= Bereitgestellter Auszug =
Tageseltern müssen jetzt 300 Stunden lang büffeln

28.1.2018, 14:19 Uhr
Tageseltern müssen jetzt 300 Stunden lang büffeln

© Michael Matejka

Für etliche Eltern sind sie eine willkommene Alternative zur Krippe: In einem Umfeld, das dem eigenen Zuhause gleicht, betreuen Tageseltern Kinder unter drei Jahren. Anders als in einer Kita, wo das Personal durch Schichtpläne und Urlaube wechselt, haben die Kleinen hier eine feste Bezugsperson, auch Schlafenszeiten, Speisepläne und Betreuungszeiten lassen sich bei Tageseltern oft individuell regeln. Und künftig sind diejenigen, die diesen Service anbieten, auch noch besser vorbereitet als bisher: Mit rund 300 Unterrichtsstunden hat sich die Ausbildungszeit fast verdoppelt.

= Datenübersicht =

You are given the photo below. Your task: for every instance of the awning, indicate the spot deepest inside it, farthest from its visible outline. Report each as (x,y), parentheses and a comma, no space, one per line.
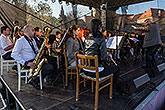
(111,3)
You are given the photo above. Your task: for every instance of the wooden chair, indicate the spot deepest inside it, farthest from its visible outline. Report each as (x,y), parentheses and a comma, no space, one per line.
(67,67)
(23,73)
(85,63)
(6,63)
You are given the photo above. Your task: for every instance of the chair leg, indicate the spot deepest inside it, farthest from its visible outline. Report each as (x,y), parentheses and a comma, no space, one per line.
(77,87)
(26,77)
(40,80)
(71,75)
(66,77)
(7,67)
(96,95)
(92,86)
(85,83)
(19,81)
(111,87)
(1,67)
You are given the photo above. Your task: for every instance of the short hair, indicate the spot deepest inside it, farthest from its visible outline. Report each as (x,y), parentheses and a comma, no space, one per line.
(58,32)
(36,29)
(3,28)
(27,27)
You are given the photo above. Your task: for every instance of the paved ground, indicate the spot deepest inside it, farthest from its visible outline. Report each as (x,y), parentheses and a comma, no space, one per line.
(54,97)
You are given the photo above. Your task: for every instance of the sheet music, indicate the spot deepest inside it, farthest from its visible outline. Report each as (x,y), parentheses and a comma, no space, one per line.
(111,43)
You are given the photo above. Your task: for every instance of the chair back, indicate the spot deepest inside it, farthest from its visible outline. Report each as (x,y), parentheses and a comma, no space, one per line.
(84,62)
(65,56)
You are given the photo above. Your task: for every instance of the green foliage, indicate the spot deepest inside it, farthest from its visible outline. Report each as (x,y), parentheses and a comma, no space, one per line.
(42,11)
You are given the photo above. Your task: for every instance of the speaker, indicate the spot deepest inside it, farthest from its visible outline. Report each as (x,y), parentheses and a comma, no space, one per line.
(141,80)
(161,67)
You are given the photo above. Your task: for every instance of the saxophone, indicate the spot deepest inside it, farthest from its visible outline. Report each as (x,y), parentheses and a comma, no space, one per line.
(33,72)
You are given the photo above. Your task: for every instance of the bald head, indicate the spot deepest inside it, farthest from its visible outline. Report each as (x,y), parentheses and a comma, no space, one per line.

= Anforderung =
Kopiere aus dem Auszug über Tageseltern wortgetreu den Abschnitt zwischen „Für etliche Eltern“ und „Ausbildungszeit fast verdoppelt.“, beide Stellen eingeschlossen.

= Lösung der Aufgabe =
Für etliche Eltern sind sie eine willkommene Alternative zur Krippe: In einem Umfeld, das dem eigenen Zuhause gleicht, betreuen Tageseltern Kinder unter drei Jahren. Anders als in einer Kita, wo das Personal durch Schichtpläne und Urlaube wechselt, haben die Kleinen hier eine feste Bezugsperson, auch Schlafenszeiten, Speisepläne und Betreuungszeiten lassen sich bei Tageseltern oft individuell regeln. Und künftig sind diejenigen, die diesen Service anbieten, auch noch besser vorbereitet als bisher: Mit rund 300 Unterrichtsstunden hat sich die Ausbildungszeit fast verdoppelt.